→ **Things to do**:
1) In the covalent bonding text, how many covalent bonds does oxygen form in a water molecule?
2) Please explain, using the covalent bonding text, why each covalent bond is made of two electrons.

→ **Extract provided**:
Covalent bonding occurs when two non-metal atoms share pairs of electrons to achieve full outer shells. Each shared pair of electrons constitutes a covalent bond, resulting in the formation of molecules or giant covalent structures. Each atom must share 1 electron each to form one covalent bond - so each covalent bond is made of 2 electrons.
The term "covalent" comes from "co-" (together) and "valent" (related to valence electrons). The electrostatic attraction in covalent bonding is between the shared pair(s) of electrons and the nuclei of the bonded atoms.
Simple Molecular Structures
Simple molecular substances consist of small molecules held together by strong covalent bonds. They contain a discrete number of atoms within their structure, e.g. water (H₂O):
Each hydrogen atom shares one electron with the oxygen atom.
Oxygen shares one of its electrons with each hydrogen, forming two covalent bonds.
Simple molecules are typically around 0.1 nanometres in size.

Point-based annotation data
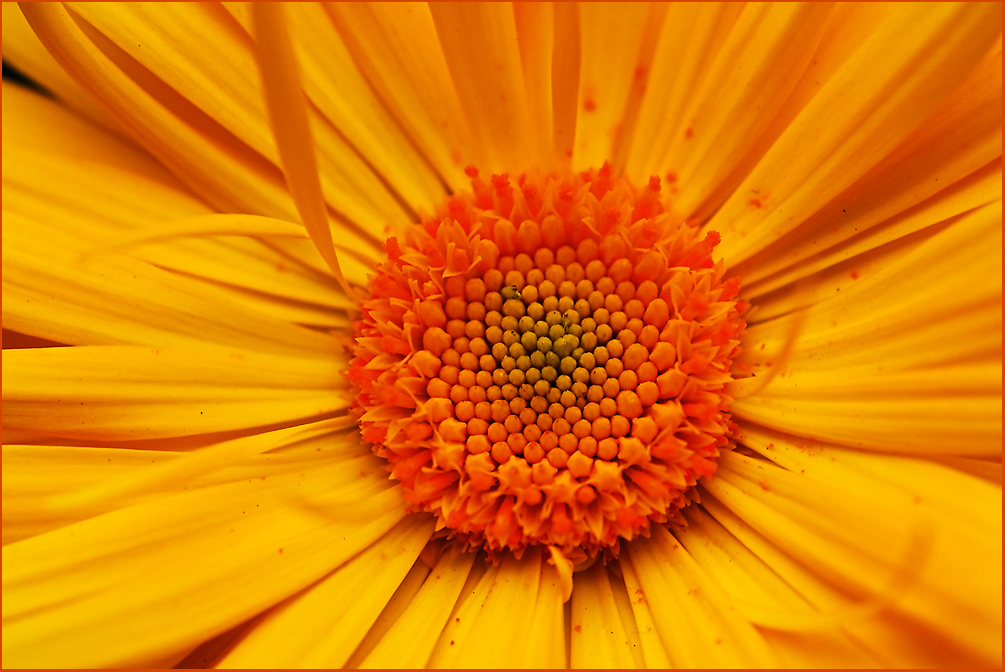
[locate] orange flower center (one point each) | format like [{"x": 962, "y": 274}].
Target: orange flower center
[{"x": 545, "y": 363}]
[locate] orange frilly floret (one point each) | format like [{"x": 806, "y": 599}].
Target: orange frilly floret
[{"x": 633, "y": 463}]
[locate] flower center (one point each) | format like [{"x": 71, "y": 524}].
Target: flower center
[{"x": 545, "y": 363}]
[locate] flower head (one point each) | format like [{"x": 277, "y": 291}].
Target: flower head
[{"x": 453, "y": 334}]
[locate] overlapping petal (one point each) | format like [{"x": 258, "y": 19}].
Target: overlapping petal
[{"x": 183, "y": 478}]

→ **Written answers**:
1) Two covalent bonds, one with each hydrogen atom.

2) To form one covalent bond, each of the two atoms must share one electron. The bond is therefore a shared pair, made of two electrons.